## Required work
Rewrite the article on Minster Law's INK portal starting with "She said that" and going on through "to 12 months.", putting "small injuries" in place of "minor injuries".
(Text excerpt Opens)
Minster Law has launched INK, a digital portal for personal injury claims serving 16,000 customers since going live in July.
Shirley Woolham, chief executive officer of Yorkshire-based Minster Law, hailed INK as the first fully operational digital claims journey in the sector.
She said that 70% of Minster Law’s customers suffering minor injuries are currently using INK, and the target was 95% usage within the next six to 12 months.
Woolham continued: “After two years working on INK, including substantially re-engineering our business to become reform ready, I am very proud that Minster Law is the first legal services firm in the UK claims sector to offer a start-to-finish digital claims journey to our customers and our partners.”
She said INK, which is mobile-enabled and provides omni-channel claims servicing, has achieved 95% satisfaction rates among customers and will lock seamlessly into the government’s small claims portal when it finally goes live next year.
Woolham said: “This is not just a shiny piece of front-end kit with a clunky back office sat behind it. As well as the customer-facing portal, we have spent £5 million re-developing our entire back office operation to enable INK to scale immediately and handle anything from hundreds to hundreds of thousands of volume injury claims.”
INK is a key element in an omni-channel claims journey with Minster Law, which provides human interaction for customers who need it, and an element of the onboarding process is still done by telephone.
From that point, the rest of the claim can be managed online, including medical and rehabilitation appointments, all documents and correspondence, loss registration, settlement and case progression updates.
Turning to the new Ministry of Justice (MoJ) small claims portal, due to launch in April next year, Woolham said: “We have built INK to plug into the MoJ portal, and we’ll be able to retrofit our system around the new rules from the Civil Procedure Rule Committee when they appear. It means our customers stay within the INK process but behind the scenes the claim will follow the requirements of the MoJ’s small claims portal; we can do all the work on our customers’ behalf.”
Woolham said that INK underlined Minster Law’s status as a ‘reform ready’ legal services firm, and it is the first digital claims operation in the sector to perform high-quality claims processing at scale.
As well as onboarding customers from Minster Law’s existing partners, the firm is talking to a number of other potential insurers.
Woolham said: “Insurers wanting a super low-cost volume injury claims service with very high levels of customer satisfaction should come and talk to us.”
Minster Law recently reported a £1.1 million profit for 2019 on turnover of £34.1 million.
Those results were down on 2018, when Minster Law reported a £1.9 million profit on turnover of £35.1 million. Woolham said the result was a “considerable achievement in light of the exceptional trading conditions created as a result of Covid-19”.
Commenting further on the results, Woolham said the pandemic had impacted new business volumes after official figures from the Compensation Recovery Unit (CRU) showed a 40% drop in motor accident injury claims between April and June 2020 compared to the previous quarter.
She said: “It’s been encouraging to see new business volumes gradually returning to more normal levels over the past few months, but the market is still volatile. We’ve seen far less volatility in bike related claims, one of our specialisms, where we serve around one-third of the entire market.”
Woolham predicted that INK will leave the firm “well-positioned” to take advantage of the changes to road traffic accident claims in April 2021, “as insurers and brokers look to more innovative partners who can provide efficient, scalable and customer-led claims solutions for a post-reform world”.
(Text excerpt Closes)
(Given entries Opens)
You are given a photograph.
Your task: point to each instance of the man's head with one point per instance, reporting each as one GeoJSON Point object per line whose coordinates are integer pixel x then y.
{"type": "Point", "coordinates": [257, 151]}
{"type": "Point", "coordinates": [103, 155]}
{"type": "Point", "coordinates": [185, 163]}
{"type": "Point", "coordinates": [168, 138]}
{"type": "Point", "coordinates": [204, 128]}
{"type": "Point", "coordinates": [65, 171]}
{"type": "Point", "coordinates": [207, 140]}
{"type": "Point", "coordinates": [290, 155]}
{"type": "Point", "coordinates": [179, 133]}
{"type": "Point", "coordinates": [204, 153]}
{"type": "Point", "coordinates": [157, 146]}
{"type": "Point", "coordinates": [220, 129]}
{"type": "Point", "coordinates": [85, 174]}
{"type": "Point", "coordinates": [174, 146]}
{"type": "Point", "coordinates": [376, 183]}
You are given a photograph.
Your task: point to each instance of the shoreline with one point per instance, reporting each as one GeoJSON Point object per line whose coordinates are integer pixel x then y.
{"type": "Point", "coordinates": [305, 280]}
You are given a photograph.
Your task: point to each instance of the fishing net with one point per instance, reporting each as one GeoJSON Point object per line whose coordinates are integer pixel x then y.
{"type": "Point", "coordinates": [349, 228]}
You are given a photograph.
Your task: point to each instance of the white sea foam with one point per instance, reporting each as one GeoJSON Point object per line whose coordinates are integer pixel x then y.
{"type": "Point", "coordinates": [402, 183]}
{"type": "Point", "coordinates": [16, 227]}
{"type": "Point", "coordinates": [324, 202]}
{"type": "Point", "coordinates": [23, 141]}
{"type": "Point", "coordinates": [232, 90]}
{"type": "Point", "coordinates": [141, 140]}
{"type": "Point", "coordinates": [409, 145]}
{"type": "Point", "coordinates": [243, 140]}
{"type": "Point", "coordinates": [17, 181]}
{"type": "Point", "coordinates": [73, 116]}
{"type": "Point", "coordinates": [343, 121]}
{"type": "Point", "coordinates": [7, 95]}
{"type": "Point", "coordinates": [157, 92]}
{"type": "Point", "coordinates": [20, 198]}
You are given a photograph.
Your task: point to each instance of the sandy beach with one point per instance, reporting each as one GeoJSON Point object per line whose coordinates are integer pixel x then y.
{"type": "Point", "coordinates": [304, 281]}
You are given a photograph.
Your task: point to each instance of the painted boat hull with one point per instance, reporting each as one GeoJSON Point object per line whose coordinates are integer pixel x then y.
(Given entries Closes)
## Task solution
She said that 70% of Minster Law’s customers suffering small injuries are currently using INK, and the target was 95% usage within the next six to 12 months.